**問題:**
A. ベンチャーキャピタルに関する抜粋について、次の(i)〜(iii)の記述が内容と一致するかをはい・いいえで判定し、根拠となる箇所をそのまま引用してください。(i) JVCAに所属するVCのうち、2020年末時点で国内の257社がスタートアップへの投資を行っている。(ii) 日本のVCの実態については、“中の人”が語る機会がすでに十分に多い。(iii) 未上場のスタートアップに多くの資金を提供しているのは、今も銀行である。
B. ベンチャーキャピタルに関する抜粋を、最後の文の後から書き継いでください。

**抜粋:**
※ ※ ※

- VCが“ブラックボックス化”して見えるのは「まだないもの」に対して投資するから
- 独立系VCなどで課される「1%コミット」とは
- GPはスタートアップ同様に、金銭的なコミットとリスクも取る
スタートアップのエコシステムを語るうえで欠かせないのが、ベンチャーキャピタル(VC)の存在だ。最近ではスタートアップのビジネスモデルや資金調達手段は少しずつ広がりつつあるが、今も未上場のスタートアップに対して多くの資金を提供しているのがVCだ。業界団体である日本ベンチャーキャピタル協会(JVCA)に所属するVCだけでも、国内で257社(2020年末時点)がスタートアップへの投資を行っている。
しかし、スタートアップの存在こそ日本でも理解が進みつつあるものの、日本のVCの実態について“中の人”が語ることはまだまだ少なく、いまだベールに包まれたところも多い印象がある。TwitterをはじめとしたSNS上でもさまざまな疑問や憶測が飛び交うことも少なくない。

※ ※ ※

**提供レコード:**

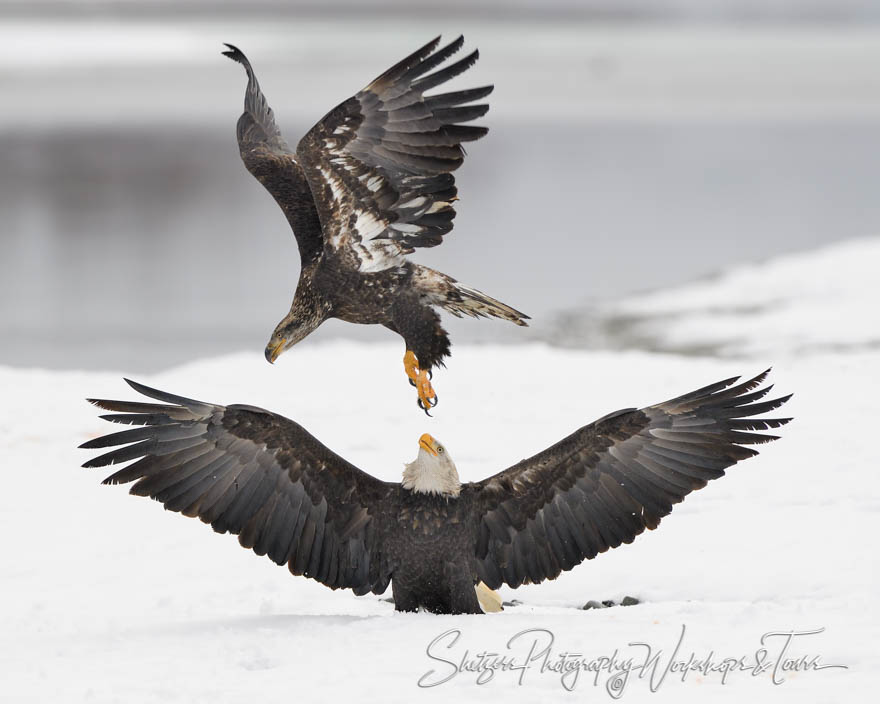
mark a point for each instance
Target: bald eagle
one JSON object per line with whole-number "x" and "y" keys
{"x": 366, "y": 186}
{"x": 264, "y": 478}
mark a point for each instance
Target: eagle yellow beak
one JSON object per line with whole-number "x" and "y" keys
{"x": 427, "y": 443}
{"x": 274, "y": 348}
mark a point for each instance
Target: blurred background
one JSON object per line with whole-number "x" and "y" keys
{"x": 634, "y": 145}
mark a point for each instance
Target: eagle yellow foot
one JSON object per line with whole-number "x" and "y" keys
{"x": 411, "y": 366}
{"x": 421, "y": 379}
{"x": 427, "y": 396}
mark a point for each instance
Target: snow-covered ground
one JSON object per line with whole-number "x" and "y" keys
{"x": 821, "y": 301}
{"x": 106, "y": 597}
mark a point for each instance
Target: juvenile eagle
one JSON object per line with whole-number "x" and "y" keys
{"x": 367, "y": 185}
{"x": 265, "y": 478}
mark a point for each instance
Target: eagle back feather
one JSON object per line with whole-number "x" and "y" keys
{"x": 380, "y": 164}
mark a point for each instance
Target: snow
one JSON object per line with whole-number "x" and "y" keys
{"x": 806, "y": 303}
{"x": 106, "y": 597}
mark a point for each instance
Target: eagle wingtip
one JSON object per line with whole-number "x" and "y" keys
{"x": 234, "y": 53}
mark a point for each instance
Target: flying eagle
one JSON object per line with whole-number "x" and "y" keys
{"x": 366, "y": 186}
{"x": 264, "y": 478}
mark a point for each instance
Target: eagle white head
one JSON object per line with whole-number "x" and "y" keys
{"x": 432, "y": 471}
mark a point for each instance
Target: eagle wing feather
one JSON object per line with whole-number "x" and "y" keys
{"x": 257, "y": 475}
{"x": 380, "y": 164}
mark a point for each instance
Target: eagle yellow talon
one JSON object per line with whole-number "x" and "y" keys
{"x": 427, "y": 397}
{"x": 421, "y": 379}
{"x": 411, "y": 366}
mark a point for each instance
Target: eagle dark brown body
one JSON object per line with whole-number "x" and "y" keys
{"x": 256, "y": 474}
{"x": 366, "y": 186}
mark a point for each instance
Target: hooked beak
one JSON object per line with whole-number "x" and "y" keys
{"x": 274, "y": 348}
{"x": 427, "y": 443}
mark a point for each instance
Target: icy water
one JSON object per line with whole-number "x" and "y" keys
{"x": 619, "y": 160}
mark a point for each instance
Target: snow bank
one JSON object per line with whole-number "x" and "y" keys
{"x": 818, "y": 302}
{"x": 106, "y": 597}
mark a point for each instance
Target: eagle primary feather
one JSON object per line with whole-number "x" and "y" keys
{"x": 367, "y": 185}
{"x": 263, "y": 477}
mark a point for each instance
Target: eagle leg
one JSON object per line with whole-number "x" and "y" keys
{"x": 427, "y": 395}
{"x": 411, "y": 366}
{"x": 421, "y": 379}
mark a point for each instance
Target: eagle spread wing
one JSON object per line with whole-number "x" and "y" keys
{"x": 257, "y": 475}
{"x": 380, "y": 163}
{"x": 607, "y": 482}
{"x": 269, "y": 159}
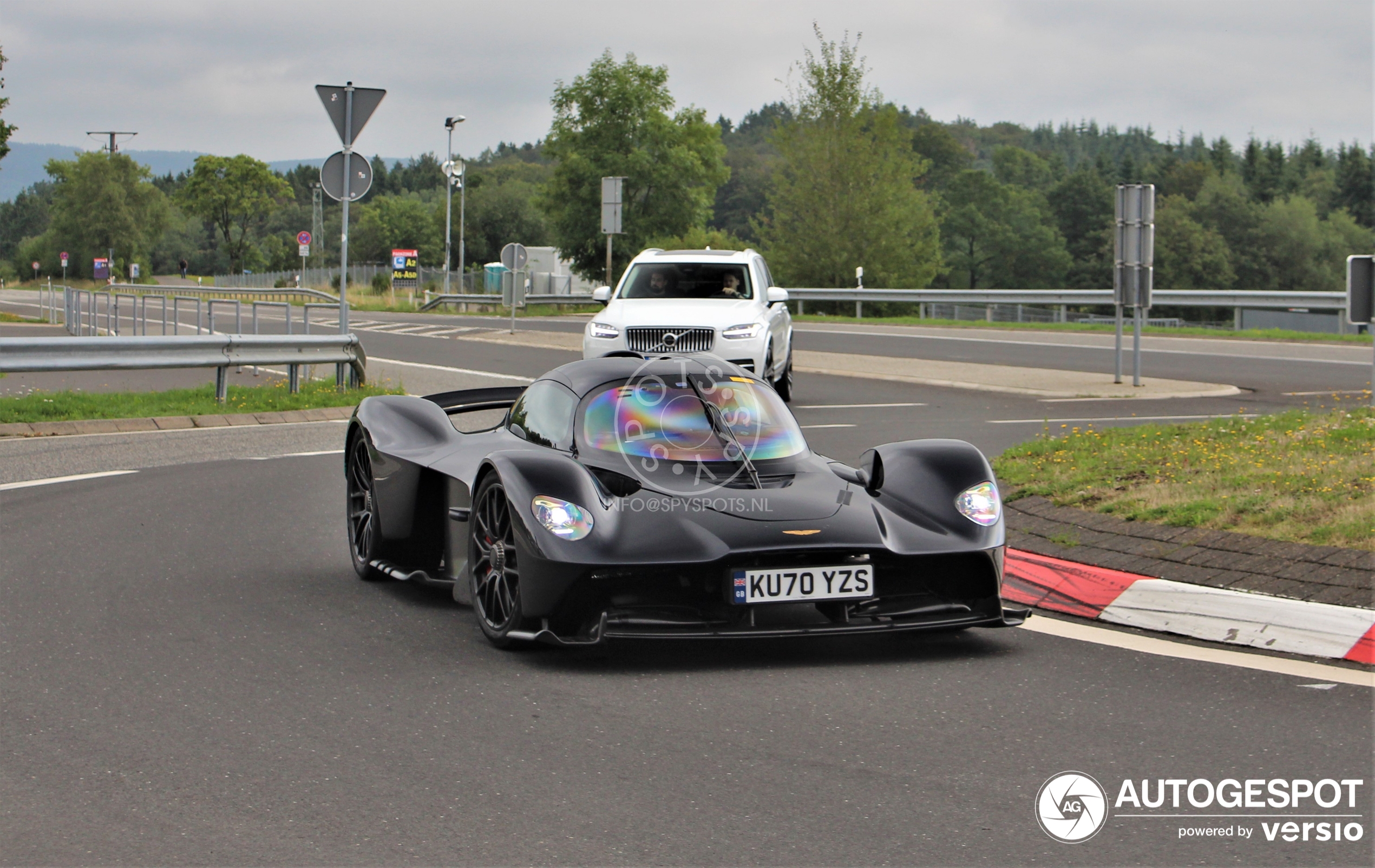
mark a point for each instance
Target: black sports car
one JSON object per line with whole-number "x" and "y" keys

※ ※ ※

**各問の解答:**
A.
(i) はい。「業界団体である日本ベンチャーキャピタル協会(JVCA)に所属するVCだけでも、国内で257社(2020年末時点)がスタートアップへの投資を行っている」
(ii) いいえ。「日本のVCの実態について“中の人”が語ることはまだまだ少なく」
(iii) いいえ。「今も未上場のスタートアップに対して多くの資金を提供しているのがVCだ」

B.
そんな疑問にSNS上で答え続けているベンチャーキャピタリストの1人が、独立系VCであるグロービス・キャピタル・パートナーズのジェネラルパートナー(GP:General Partner。ベンチャーキャピタリストの中でも無限責任の投資家)、高宮慎一氏だ。これまでメルカリやナナピをはじめとした企業の支援を担当してきた高宮氏は、スタートアップやVCに関する匿名での質問にTwitterやFacebook上のコミュニティ「STARTUP101」を通じて回答している。
スタートアップの伴走者であるVCとはどんな存在なのか。そのビジネスモデルやキャリアについて高宮氏に質問をぶつけてみた。前半となる本稿では、VCのビジネスモデルについて紹介する(前後編の前編。後編はこちら)。
VCが“ブラックボックス化”して見えるのは「まだないもの」に対して投資するから
──「スタートアップ」という言葉自体は定着しつつあります。一方で「ベンチャーキャピタル(VC)」がどういうビジネスなのか理解しにくいところがあると思います。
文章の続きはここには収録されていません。